Work to do:
Emit the line that holds "forested hillside shown in this photo." and all lines following it through the end of the data, verbatim, and nothing else.

Stored rows:
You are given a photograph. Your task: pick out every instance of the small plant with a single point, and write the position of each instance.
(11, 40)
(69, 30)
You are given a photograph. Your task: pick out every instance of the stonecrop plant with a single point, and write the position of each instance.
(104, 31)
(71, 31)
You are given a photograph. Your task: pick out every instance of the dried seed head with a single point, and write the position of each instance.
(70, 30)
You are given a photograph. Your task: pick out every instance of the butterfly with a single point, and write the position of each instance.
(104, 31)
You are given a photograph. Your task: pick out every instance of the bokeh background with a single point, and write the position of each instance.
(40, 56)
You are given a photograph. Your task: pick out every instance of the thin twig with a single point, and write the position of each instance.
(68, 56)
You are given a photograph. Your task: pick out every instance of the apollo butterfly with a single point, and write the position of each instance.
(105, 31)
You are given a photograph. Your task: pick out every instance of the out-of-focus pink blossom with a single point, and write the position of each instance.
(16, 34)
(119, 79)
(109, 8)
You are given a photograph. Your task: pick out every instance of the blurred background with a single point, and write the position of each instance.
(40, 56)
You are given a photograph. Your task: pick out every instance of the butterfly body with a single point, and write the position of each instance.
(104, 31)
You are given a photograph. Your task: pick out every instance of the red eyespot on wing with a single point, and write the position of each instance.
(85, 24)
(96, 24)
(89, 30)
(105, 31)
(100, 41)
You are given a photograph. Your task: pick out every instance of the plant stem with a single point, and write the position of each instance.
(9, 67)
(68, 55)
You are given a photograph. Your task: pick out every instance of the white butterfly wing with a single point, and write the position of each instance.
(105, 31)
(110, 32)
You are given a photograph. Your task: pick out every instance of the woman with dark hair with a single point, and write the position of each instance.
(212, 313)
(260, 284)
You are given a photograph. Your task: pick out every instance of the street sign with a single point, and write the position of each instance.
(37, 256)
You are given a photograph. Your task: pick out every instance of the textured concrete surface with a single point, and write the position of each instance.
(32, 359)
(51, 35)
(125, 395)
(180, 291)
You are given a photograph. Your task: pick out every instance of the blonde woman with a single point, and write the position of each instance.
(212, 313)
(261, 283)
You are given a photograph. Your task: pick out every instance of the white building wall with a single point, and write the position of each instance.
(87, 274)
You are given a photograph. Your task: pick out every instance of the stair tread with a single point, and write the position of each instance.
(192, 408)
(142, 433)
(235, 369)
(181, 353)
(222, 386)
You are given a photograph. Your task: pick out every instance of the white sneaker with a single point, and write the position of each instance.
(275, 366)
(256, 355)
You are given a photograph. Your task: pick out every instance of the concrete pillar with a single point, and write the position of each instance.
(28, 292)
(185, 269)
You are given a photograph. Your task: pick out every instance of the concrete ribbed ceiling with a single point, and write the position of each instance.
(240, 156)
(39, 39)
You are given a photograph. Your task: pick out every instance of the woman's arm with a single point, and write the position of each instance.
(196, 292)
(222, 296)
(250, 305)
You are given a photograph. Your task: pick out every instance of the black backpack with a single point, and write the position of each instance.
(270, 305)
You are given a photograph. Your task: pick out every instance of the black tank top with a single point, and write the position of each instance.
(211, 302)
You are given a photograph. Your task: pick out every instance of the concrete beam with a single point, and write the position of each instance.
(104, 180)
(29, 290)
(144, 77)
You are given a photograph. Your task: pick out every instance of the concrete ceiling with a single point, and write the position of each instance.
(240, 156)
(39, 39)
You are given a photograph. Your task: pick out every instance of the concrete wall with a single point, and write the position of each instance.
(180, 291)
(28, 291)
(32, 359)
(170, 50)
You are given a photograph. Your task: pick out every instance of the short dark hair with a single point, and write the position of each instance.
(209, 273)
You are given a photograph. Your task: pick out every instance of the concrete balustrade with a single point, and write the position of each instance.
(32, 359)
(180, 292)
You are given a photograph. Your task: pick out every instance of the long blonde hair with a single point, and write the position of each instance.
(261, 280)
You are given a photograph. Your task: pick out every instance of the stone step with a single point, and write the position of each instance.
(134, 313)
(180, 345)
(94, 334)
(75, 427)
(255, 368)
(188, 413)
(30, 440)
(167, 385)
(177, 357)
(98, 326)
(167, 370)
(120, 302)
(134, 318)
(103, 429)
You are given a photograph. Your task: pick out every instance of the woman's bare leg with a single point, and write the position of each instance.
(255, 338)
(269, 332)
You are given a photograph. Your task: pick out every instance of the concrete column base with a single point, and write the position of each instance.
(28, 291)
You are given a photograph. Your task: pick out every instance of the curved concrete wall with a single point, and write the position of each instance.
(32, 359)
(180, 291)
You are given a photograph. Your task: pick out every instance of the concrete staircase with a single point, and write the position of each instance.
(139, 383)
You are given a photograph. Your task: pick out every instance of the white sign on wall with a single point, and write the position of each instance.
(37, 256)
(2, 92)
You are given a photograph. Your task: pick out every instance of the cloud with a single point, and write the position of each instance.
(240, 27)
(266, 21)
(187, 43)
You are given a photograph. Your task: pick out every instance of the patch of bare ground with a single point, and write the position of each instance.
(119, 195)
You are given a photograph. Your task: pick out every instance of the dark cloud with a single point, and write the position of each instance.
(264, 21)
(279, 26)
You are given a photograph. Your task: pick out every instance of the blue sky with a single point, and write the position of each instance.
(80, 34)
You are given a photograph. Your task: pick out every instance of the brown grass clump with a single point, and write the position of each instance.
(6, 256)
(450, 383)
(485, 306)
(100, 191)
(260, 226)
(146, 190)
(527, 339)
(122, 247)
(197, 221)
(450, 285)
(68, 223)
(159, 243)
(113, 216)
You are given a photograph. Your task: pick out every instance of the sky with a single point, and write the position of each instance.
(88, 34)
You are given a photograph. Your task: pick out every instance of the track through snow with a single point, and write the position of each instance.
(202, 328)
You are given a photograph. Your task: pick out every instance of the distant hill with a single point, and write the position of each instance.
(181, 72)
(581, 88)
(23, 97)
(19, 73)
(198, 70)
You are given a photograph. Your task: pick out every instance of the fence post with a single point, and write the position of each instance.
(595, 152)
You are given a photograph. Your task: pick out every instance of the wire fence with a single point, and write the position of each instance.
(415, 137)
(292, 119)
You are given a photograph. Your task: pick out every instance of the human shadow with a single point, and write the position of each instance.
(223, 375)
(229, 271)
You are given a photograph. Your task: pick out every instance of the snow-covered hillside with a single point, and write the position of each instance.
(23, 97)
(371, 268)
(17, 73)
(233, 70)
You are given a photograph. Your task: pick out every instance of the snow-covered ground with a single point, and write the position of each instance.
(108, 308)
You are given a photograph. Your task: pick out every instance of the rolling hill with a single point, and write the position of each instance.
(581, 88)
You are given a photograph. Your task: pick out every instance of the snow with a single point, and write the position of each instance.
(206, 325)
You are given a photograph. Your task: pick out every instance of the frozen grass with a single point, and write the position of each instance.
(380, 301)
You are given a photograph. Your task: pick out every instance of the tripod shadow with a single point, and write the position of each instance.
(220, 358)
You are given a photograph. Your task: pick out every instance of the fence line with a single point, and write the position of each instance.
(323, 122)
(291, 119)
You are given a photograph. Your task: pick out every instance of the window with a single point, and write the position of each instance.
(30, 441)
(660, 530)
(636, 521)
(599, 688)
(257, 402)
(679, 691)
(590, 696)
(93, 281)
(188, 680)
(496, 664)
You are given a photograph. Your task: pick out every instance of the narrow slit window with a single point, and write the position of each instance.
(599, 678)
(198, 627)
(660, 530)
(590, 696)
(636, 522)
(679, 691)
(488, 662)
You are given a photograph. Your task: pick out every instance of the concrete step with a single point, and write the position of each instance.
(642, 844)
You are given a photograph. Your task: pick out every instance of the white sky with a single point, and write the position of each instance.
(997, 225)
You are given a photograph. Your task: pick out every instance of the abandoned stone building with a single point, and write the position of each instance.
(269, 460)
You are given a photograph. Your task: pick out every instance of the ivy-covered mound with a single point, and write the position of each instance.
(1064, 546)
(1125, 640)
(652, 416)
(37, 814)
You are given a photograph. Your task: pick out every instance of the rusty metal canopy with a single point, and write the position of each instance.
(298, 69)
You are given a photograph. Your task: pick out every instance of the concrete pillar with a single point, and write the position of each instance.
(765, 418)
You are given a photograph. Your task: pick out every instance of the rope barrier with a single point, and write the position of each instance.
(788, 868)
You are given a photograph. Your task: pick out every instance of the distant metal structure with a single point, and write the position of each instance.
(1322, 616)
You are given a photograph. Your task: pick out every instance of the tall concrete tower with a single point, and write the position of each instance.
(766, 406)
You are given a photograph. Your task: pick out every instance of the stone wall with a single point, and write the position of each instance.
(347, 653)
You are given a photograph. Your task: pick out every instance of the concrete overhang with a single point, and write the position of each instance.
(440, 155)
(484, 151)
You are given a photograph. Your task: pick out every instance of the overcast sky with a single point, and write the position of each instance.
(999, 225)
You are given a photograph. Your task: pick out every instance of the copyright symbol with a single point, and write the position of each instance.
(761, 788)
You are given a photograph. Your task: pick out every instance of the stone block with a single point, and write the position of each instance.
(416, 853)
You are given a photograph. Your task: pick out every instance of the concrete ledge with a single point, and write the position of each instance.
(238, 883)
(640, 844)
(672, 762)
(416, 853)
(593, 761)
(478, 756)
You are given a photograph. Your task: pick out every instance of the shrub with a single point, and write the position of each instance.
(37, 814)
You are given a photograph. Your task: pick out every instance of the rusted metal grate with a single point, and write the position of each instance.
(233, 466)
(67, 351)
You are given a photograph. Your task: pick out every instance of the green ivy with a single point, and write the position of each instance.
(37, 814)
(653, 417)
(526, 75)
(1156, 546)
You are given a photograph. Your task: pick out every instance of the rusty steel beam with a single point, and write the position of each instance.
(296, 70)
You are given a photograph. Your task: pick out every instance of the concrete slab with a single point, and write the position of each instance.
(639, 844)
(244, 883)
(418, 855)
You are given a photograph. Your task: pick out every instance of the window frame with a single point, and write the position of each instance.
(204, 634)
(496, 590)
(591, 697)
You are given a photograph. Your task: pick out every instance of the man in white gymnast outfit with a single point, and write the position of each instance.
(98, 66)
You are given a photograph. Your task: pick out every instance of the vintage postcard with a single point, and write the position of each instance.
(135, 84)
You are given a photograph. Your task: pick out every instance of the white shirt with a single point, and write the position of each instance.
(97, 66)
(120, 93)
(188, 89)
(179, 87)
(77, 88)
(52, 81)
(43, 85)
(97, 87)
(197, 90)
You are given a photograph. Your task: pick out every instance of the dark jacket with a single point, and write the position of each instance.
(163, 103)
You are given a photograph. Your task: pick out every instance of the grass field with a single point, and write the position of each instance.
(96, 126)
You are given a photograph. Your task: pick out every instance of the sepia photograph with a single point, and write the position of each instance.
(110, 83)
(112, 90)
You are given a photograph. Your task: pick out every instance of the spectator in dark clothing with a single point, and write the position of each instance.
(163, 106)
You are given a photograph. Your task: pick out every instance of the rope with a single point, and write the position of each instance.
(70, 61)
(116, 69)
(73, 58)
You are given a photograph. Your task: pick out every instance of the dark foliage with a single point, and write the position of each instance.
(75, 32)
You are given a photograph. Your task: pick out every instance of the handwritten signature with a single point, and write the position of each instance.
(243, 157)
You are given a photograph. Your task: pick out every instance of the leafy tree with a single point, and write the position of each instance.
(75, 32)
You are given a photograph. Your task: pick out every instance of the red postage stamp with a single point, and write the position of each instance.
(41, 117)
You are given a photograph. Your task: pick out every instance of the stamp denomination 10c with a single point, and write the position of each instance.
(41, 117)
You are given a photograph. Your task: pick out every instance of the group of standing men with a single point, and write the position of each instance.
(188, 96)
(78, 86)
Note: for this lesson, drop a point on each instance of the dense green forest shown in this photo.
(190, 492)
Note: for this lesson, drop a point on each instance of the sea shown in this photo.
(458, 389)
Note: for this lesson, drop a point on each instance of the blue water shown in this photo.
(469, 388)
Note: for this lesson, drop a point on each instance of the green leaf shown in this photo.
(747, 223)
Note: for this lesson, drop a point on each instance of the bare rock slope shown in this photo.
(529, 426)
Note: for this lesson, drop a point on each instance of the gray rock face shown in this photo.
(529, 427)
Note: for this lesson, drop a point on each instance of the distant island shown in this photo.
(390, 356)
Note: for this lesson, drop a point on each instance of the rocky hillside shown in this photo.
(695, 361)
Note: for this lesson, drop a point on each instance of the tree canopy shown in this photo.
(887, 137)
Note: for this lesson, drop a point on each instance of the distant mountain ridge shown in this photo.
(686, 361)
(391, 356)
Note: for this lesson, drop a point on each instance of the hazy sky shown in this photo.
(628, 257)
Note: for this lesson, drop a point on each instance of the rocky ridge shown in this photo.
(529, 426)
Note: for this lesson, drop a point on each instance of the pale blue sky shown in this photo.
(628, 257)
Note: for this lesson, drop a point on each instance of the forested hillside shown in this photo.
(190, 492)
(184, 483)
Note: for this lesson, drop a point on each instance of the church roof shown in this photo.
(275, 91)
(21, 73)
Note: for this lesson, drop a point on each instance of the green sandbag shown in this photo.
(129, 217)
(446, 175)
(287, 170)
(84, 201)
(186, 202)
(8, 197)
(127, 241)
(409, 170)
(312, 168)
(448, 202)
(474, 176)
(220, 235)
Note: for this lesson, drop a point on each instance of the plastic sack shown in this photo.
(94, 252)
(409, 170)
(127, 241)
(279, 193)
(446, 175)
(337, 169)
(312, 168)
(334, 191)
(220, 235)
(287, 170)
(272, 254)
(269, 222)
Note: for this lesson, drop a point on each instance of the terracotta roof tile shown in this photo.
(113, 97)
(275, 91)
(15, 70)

Output for this task:
Note: for this lesson, drop a point on each instance of the forested hillside shown in this photo.
(190, 492)
(184, 483)
Note: for this lesson, drop a point on each instance of the church roof shown in this photo.
(275, 91)
(21, 73)
Note: for this lesson, drop a point on each instance of the green sandbag shown in this photo.
(129, 217)
(446, 175)
(287, 170)
(84, 201)
(186, 202)
(8, 197)
(127, 241)
(409, 170)
(312, 168)
(448, 202)
(474, 176)
(220, 235)
Note: for this lesson, drop a point on each instance of the plastic sack shown in this photo.
(94, 252)
(409, 170)
(127, 241)
(279, 193)
(446, 175)
(337, 169)
(312, 168)
(334, 191)
(220, 235)
(287, 170)
(272, 254)
(269, 222)
Note: for this lesson, drop a point on each instance of the terracotta roof tile shown in this photo.
(113, 97)
(275, 91)
(15, 70)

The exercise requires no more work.